Records for this task —

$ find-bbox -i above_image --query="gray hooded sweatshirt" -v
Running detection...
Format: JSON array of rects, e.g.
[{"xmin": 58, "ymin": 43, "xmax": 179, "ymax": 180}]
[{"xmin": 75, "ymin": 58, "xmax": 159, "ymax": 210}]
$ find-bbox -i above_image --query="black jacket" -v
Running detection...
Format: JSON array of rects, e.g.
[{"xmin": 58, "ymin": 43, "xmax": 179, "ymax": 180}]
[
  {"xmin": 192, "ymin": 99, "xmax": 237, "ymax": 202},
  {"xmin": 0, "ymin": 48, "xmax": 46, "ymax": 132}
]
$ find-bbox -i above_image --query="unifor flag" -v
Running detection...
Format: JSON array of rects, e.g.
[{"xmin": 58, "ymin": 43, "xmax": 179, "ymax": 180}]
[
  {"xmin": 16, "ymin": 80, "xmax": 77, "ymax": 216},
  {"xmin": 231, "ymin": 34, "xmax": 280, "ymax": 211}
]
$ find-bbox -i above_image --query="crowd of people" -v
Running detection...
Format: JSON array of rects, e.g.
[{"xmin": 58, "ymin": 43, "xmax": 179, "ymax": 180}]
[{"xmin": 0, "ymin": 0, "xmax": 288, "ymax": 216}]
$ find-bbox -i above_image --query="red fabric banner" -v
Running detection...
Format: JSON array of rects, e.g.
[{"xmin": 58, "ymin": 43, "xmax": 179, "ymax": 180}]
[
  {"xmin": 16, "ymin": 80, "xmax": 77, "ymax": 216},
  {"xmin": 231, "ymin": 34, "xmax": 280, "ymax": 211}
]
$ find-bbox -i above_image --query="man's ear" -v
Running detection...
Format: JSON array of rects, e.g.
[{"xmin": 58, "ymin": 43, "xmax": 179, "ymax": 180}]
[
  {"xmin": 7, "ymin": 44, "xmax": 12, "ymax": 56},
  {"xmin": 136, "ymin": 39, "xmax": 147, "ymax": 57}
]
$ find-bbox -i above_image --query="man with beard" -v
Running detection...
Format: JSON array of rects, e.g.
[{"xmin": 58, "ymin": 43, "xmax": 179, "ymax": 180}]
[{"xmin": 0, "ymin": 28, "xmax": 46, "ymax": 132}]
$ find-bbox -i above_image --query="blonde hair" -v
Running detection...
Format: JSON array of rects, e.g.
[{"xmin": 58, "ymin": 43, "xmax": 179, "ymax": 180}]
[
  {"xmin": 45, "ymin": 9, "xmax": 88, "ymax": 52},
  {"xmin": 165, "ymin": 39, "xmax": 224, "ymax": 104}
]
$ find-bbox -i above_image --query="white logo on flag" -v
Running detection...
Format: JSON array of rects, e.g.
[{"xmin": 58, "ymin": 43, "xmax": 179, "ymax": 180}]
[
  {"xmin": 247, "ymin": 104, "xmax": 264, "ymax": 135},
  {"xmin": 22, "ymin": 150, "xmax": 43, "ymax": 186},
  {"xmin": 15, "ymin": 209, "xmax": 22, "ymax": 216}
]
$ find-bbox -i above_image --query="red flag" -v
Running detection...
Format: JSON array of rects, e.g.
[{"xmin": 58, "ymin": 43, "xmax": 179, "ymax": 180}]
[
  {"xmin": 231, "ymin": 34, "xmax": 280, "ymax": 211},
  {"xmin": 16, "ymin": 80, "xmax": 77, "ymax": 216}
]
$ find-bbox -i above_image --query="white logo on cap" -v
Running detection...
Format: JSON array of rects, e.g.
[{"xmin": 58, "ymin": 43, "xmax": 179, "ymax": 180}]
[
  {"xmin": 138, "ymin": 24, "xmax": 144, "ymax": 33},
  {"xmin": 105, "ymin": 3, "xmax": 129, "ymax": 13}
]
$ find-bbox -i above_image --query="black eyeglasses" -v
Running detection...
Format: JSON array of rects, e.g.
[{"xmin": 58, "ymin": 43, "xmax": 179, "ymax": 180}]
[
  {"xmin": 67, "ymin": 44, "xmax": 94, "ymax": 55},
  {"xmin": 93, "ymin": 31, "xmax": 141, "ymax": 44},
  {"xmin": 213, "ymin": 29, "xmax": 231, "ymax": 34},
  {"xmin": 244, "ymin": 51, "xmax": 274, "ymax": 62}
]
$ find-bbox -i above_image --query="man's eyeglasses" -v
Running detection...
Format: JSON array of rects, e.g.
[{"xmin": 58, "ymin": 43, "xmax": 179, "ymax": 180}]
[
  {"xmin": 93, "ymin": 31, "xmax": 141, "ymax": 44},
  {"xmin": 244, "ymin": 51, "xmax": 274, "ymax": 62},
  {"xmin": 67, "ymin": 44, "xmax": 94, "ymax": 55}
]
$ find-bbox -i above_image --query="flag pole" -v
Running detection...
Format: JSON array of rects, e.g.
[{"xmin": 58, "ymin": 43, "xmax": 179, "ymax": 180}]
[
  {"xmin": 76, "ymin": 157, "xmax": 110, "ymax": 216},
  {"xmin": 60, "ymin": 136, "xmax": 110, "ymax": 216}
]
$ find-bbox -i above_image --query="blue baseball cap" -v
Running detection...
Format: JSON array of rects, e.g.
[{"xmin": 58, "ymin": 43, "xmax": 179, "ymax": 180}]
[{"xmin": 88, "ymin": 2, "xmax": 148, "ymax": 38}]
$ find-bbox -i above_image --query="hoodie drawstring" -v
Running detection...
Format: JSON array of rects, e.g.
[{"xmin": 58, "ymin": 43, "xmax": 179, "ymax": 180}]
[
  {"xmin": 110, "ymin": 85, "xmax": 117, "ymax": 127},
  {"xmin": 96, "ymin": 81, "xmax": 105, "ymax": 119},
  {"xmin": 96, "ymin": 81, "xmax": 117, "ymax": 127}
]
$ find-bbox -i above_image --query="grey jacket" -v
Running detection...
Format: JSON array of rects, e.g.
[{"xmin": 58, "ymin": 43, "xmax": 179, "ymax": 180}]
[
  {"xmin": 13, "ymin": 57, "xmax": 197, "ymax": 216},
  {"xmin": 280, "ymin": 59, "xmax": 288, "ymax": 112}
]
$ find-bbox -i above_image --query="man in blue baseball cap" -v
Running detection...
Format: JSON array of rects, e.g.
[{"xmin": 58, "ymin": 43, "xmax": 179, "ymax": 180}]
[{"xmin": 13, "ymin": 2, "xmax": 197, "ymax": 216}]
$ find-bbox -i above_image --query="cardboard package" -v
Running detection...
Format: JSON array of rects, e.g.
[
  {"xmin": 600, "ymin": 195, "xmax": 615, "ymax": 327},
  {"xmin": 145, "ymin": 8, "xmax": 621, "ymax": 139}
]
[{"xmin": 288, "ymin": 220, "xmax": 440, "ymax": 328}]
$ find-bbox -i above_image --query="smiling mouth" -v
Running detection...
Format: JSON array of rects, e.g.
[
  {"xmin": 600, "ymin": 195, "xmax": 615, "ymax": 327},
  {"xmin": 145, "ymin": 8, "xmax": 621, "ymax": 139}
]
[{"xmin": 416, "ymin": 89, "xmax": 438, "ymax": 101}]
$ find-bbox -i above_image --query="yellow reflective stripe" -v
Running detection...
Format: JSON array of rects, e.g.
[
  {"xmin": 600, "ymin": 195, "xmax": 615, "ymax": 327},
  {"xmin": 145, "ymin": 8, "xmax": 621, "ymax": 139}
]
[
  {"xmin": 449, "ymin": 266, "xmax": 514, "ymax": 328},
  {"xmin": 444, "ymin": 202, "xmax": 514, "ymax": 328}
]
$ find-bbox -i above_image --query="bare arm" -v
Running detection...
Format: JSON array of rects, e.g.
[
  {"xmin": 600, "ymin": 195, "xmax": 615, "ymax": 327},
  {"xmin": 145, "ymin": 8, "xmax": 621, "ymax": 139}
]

What you are asked to do — Locate each line in the rows above that contains the string "black" and copy it out in full. Count a line only if its letters match in case.

Result —
$ find-bbox -i above_image --query="black jacket" -v
$ find-bbox -i above_image --query="black eyeglasses" -v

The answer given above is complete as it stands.